▶ [TASK INSTRUCTIONS]
In the passage on vitamin E and muscles, reproduce the portion starting with "A researcher from" and going on through "and lower-body exercises.".

____ SOURCE PASSAGE

Vitamin E can protect your muscles.


Studies have shown that taking vitamin E ensures the integrity of muscle cell membranes. The cell membranes contain large amounts of polyunsaturated fat, which is highly vulnerable to oxidation. Since aerobic exercise involves an accelerated intake of oxygen, it’s not hard to understand how increased oxidation of cellular membranes can occur. Vitamin E is an antioxidant that’s especially effective at protecting the fatty portions of cell membranes from oxidative damage.

What many people often overlook is that weight training also causes increased oxidative reactions in muscle cell membranes. As long as you breathe while training, you’re subject to increased cellular oxidation. Not breathing may forestall the process, but it leads to other problems. Since vitamin E protects muscle cell membranes during aerobics, it stands to reason that the nutrient should also work during weight training.

A researcher from Ball State University in Indiana recently confirmed that theory. The study involved 11 untrained men, average age 25, who lifted weights for three weeks. Six of them took a daily supplement of 1,200 international units of vitamin E, while the other five took a placebo. The researchers verified muscle damage by measuring creatine kinase, an enzyme found in muscle that’s not only a key player in creatine metabolism but is also released in greater quantities following muscle damage. The subjects’ creatine kinase levels were measured after they did three sets of upper- and lower-body exercises.

________
____ INFORMATION

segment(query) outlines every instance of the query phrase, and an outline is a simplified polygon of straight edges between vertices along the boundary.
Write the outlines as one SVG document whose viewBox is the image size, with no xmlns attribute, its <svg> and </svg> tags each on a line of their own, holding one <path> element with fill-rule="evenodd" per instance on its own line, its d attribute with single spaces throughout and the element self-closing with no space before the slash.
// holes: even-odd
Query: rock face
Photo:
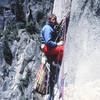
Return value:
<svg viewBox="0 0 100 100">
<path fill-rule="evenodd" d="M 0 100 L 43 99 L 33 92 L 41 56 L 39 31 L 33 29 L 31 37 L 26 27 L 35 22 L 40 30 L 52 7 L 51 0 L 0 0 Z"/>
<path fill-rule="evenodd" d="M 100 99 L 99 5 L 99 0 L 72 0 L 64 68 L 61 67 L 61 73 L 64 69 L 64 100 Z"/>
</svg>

________

▶ [EXERCISE OUTPUT]
A researcher from Ball State University in Indiana recently confirmed that theory. The study involved 11 untrained men, average age 25, who lifted weights for three weeks. Six of them took a daily supplement of 1,200 international units of vitamin E, while the other five took a placebo. The researchers verified muscle damage by measuring creatine kinase, an enzyme found in muscle that’s not only a key player in creatine metabolism but is also released in greater quantities following muscle damage. The subjects’ creatine kinase levels were measured after they did three sets of upper- and lower-body exercises.